## Teks yang Ditampilkan
__________
(Unjuk rasa mahasiswa di Lapangan Tiananmen, China, 1989. Seumber: AP Photo/Sadayuki Mikami)
Namun, China memang akhirnya menjadi sadar, banyak hal yang harus diperbaiki di antaranya pemberantasan korupsi. Pada 1998, Zhu Rongji saat dilantik sebagai Perdana Menteri memerintah jajarannya menyiapkan 100 peti mati untuk para koruptor. “Gunakan 99 peti itu untuk koruptor, sisakan 1 peti untuk saya bila saya korupsi," ujarnya.
China beruntung karena tak pernah setengah hati mempraktikan kebijakan apapun. Lalu, pada 2000 seorang anggota Kongres Rakyat Nasional terbukti melakukan korupsi sebesar 41 juta yuan dan dijatuhi hukuman mati. Berita ini mencengangkan rakyat China dan dunia.
Setelah itu hampir setiap bulan, pemerintah China mempertontonkan hukuman mati untuk koruptor di ruang publik. Tercatat hingga tahun 2002 sudah 4.300 koruptor yang dihukum mati di China. Jumlah yang melebihi jumlah hukuman mati di 68 negara (Amnesti Internasional).
Setelah kebijakan antikorupsi, birokrasi lalu diserahkan pada teknokrat terdidik. Pada 2000 muncul kebijakan semua pegawai pemerintah harus lulusan universitas, pemimpin di tingkat Kabupaten harus minimal bergelar master, dan semua menteri dan wakil menteri harus bergelar doktor.
Hasilnya memang sebuah lompatan jauh ke depan. Hanya dalam waktu 30 tahun, dari salah satu negara paling miskin di dunia, kini China menjadi negara dengan ekonomi paling kuat nomor dua di dunia.
China mencatat angka pertumbuhan 11,1 persen selama kuartal I-2007. Pada tahun 2006, perekonomian China tumbuh 10,7 persen. Saat negara-negara G20 yang memiliki sumbangsih lebih dari 70% PDB dunia sedang jatuh dalam resesi akibat wabah covid 19 pada 2020, PDB China mampu tumbuh 6,5%.
__________
## Materi yang Diberikan
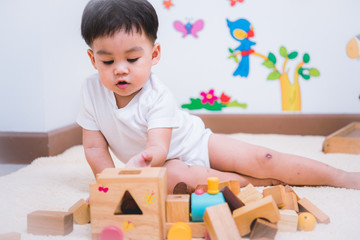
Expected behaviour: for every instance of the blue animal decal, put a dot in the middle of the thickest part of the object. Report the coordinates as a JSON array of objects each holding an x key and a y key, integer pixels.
[{"x": 241, "y": 30}]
__________
Menurut teks tentang pemberantasan korupsi di China, berapa jumlah koruptor yang telah dihukum mati di China hingga tahun 2002? Daftar di atas merupakan materi tersendiri yang terpisah dari teks.

## Jawaban Latihan
Sebanyak 4.300 koruptor.